Ce que vous ferez: Poursuivez le texte sur Springsteen en reprenant juste après sa dernière phrase.

Texte fourni:
■ ■ ■ ■ ■

Springsteen porte une tenue vestimentaire assez dépareillée, avec veste de costume, jean et casquette de base-ball, visière sur le côté, seule chose fantasque de toute la répétition. Il chante une strophe ou deux de chaque chanson - Saint In The City, You Can Look (But You Better Not Touch), Jesus Was An Only Son - passant rapidement du piano au piano électrique, à l'harmonium, aux diverses guitares acoustiques et électriques, à l'harmonica, à un ukulélé (offert par Eddie Vedder), et finalement à l'autoharpe. Il vérifie le bullet mike (micro pour harmonica, ndt), adoré par Tom Waits, qui transforme sa voix en un hurlement de fou sur Johnny 99. Tout est en place et ne suscite aucun commentaire sauf "ok" et des mercis marmonnés à chaque fois qu'on lui passe un nouvel instrument. Quand il a terminé, il prend ses papiers, les fourre dans une mallette noire bien usée, quitte la scène seul comme un employé bohème se rendant au bureau, et va directement dans sa loge.

C'est une excellente année pour Springsteen, une année où les fils conducteurs du passé et du présent se touchent. Au printemps, il a sorti Devils & Dust, le troisième de ses puissants albums, principalement acoustiques et plus ou moins solo, après Nebraska (1982) et The Ghost Of Tom Joad (1995). En novembre, c'était la somptueuse réédition de Born To Run pour son trentième anniversaire, accompagné d'un DVD bonus, un album qui a lancé sa carrière. Ces deux albums ne pouvaient pas mieux symboliser les deux pôles de l'intérêt qu'il suscite au fil des ans, de la grande poussée d'adrénaline de la jeunesse à la connaissance sombre et aux doutes de l'âge mûr (il a eu 56 ans en septembre). Born To Run était sans complexe: le chant passionné tel un Roy Orbison jouant les durs, le grognement tout puissant du rock et du R&B et la grandeur d'un E Street Band, illuminé par Spector, avec le saxophone de Clarence Clemons à son zénith, et le piano de Roy Bittan évoquant les concertos de Dirty. Son troisième album, et celui qui l'a vraiment lancé après l'échec de ses deux premiers, abondait de jeunes vivant les choses en grand dans leur petit monde, refusant catégoriquement l'idée d'échec, roulant et magouillant, se bagarrant et parlant d'amour, courant après un rêve de "tout-le-monde-s'en-fout-et-alors". Et Springsteen n'a plus jamais refait un album comme celui-là.

■ ■ ■ ■ ■

Matériel présenté:
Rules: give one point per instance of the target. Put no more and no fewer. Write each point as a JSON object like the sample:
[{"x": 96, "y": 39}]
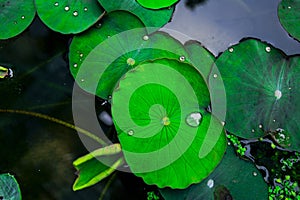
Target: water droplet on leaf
[
  {"x": 194, "y": 119},
  {"x": 277, "y": 94},
  {"x": 165, "y": 121},
  {"x": 130, "y": 132},
  {"x": 210, "y": 183},
  {"x": 130, "y": 61},
  {"x": 146, "y": 37},
  {"x": 106, "y": 118},
  {"x": 182, "y": 58},
  {"x": 67, "y": 8}
]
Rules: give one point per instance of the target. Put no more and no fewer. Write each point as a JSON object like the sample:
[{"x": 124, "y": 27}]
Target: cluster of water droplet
[{"x": 67, "y": 9}]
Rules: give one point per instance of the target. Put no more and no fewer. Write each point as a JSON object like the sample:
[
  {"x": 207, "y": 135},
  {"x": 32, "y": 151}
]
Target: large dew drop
[{"x": 194, "y": 119}]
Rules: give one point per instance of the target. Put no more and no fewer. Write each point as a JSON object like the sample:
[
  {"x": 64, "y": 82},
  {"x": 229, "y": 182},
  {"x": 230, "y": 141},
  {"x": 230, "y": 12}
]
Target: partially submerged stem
[
  {"x": 109, "y": 182},
  {"x": 58, "y": 121}
]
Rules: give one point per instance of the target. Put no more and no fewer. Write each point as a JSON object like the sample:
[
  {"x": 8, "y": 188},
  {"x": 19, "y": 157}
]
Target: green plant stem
[
  {"x": 109, "y": 182},
  {"x": 58, "y": 121}
]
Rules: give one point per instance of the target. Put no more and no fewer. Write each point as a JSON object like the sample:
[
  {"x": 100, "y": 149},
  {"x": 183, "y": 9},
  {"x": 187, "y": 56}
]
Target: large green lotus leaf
[
  {"x": 156, "y": 4},
  {"x": 234, "y": 178},
  {"x": 99, "y": 57},
  {"x": 93, "y": 169},
  {"x": 289, "y": 16},
  {"x": 15, "y": 17},
  {"x": 159, "y": 109},
  {"x": 262, "y": 91},
  {"x": 67, "y": 17},
  {"x": 151, "y": 18},
  {"x": 9, "y": 187},
  {"x": 200, "y": 57}
]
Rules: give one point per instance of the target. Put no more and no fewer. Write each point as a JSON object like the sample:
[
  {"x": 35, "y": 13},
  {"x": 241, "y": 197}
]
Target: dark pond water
[{"x": 39, "y": 152}]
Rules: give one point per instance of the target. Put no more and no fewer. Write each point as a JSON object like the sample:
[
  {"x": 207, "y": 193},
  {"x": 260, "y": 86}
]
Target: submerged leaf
[
  {"x": 262, "y": 91},
  {"x": 9, "y": 187},
  {"x": 15, "y": 17},
  {"x": 234, "y": 178},
  {"x": 151, "y": 18},
  {"x": 289, "y": 16},
  {"x": 97, "y": 165},
  {"x": 99, "y": 57},
  {"x": 159, "y": 109},
  {"x": 66, "y": 16},
  {"x": 200, "y": 57}
]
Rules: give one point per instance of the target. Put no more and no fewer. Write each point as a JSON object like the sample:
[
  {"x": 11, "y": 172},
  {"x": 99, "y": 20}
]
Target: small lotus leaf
[
  {"x": 289, "y": 16},
  {"x": 67, "y": 17},
  {"x": 15, "y": 17},
  {"x": 263, "y": 96},
  {"x": 99, "y": 57},
  {"x": 151, "y": 18}
]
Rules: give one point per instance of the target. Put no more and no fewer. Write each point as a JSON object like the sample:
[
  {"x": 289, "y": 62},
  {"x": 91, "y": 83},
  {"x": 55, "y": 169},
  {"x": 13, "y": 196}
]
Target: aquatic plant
[
  {"x": 9, "y": 187},
  {"x": 163, "y": 99}
]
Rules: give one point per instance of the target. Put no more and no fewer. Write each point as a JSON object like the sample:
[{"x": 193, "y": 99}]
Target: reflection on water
[{"x": 218, "y": 24}]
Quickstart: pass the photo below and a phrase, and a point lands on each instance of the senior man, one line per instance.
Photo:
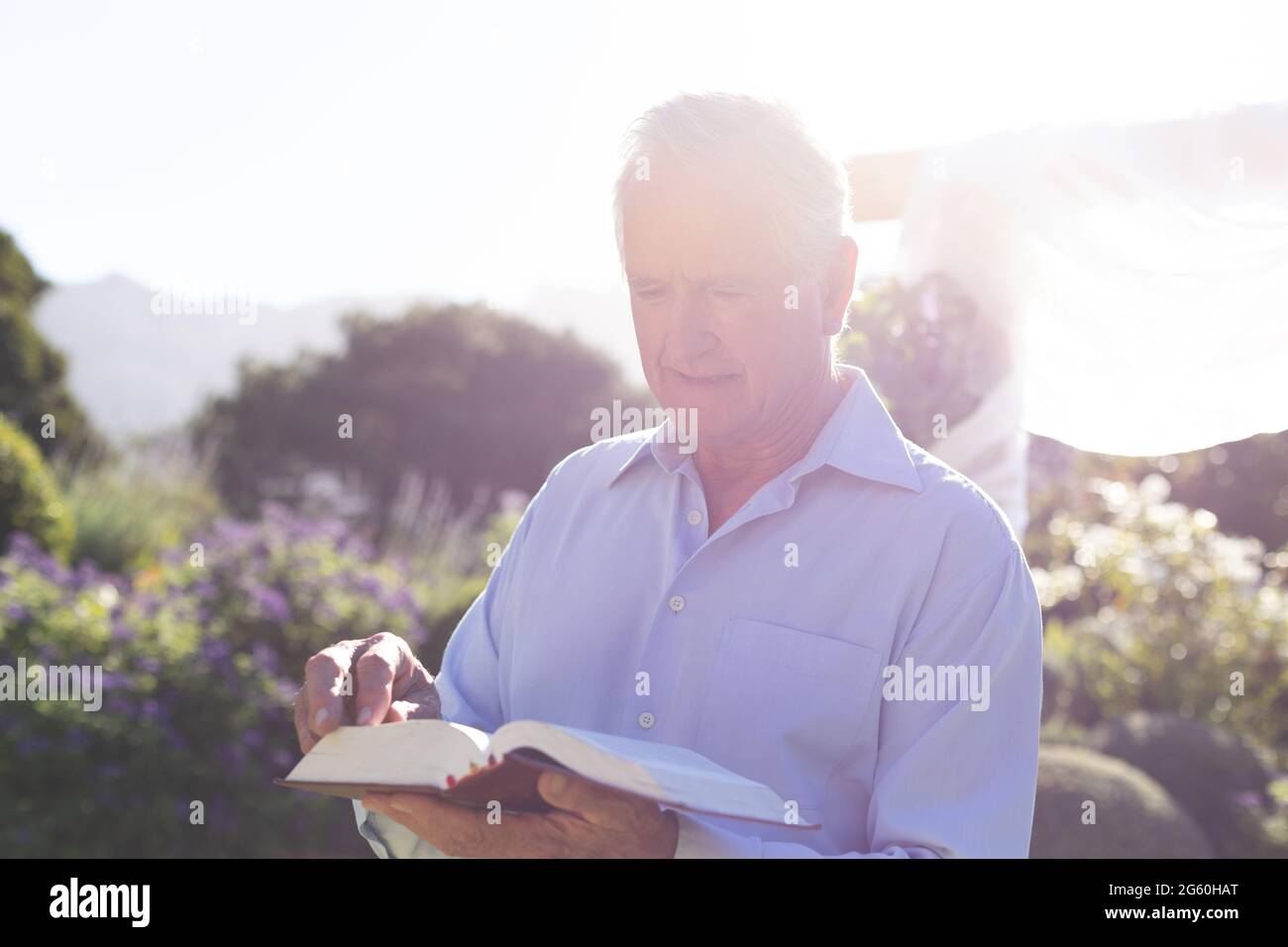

■ ■ ■ ■ ■

Réponse à la consigne:
En tant qu'auteur et musicien, il est entré dans la cour des grands. L'idée générale est que, même s'il n'a jamais inventé un style de musique, ni même beaucoup joué avec les mots, il a vraiment fait fusionner l'histoire du rock'n'roll avec amour, énergie, imagination, et en accordant une très grande attention aux détails. La musique a été traitée dans le sang, et l'âme était précisément là - quiconque ayant entendu ce qu'il faisait quand un hurlement sans mot ou un beuglement était nécessaire, savait ce qu'il avait en lui. Mais surtout, il a réussi son passage du garçon nerveux à un artiste de rock à vie, en devenant un grand raconteur d'histoires. En fait, le processus de ce développement avait commencé sur Born To Run avec Meeting Across The River, l'unique chanson lente, sombre, avec un piano mélancolique et une trompette solitaire. Le trait qui évoquait le talent narratif de Springsteen était qu'il avait choisi d'écrire les paroles comme une conversation où on n'entendait qu'un seul protagoniste: "Hé Eddie, peux-tu me prêter un peu de fric / Et ce soir, peux-tu nous trouver une bagnole" demande cette personne sans nom. De ces premiers vers, toutes ses peurs, tous ses échecs et ses désillusions en série sur la grandeur sont là, suspendus dans l'air vide, exposés et sans réponse, jusqu'à ce que ce pauvre type qui "prépare" un hold-up sans voiture, ni revolver, mette fin à son rêve de vouloir impressionner sa femme - "Je vais juste jeter l'argent sur le lit / Elle verra que cette fois, c'était pas que des paroles en l'air".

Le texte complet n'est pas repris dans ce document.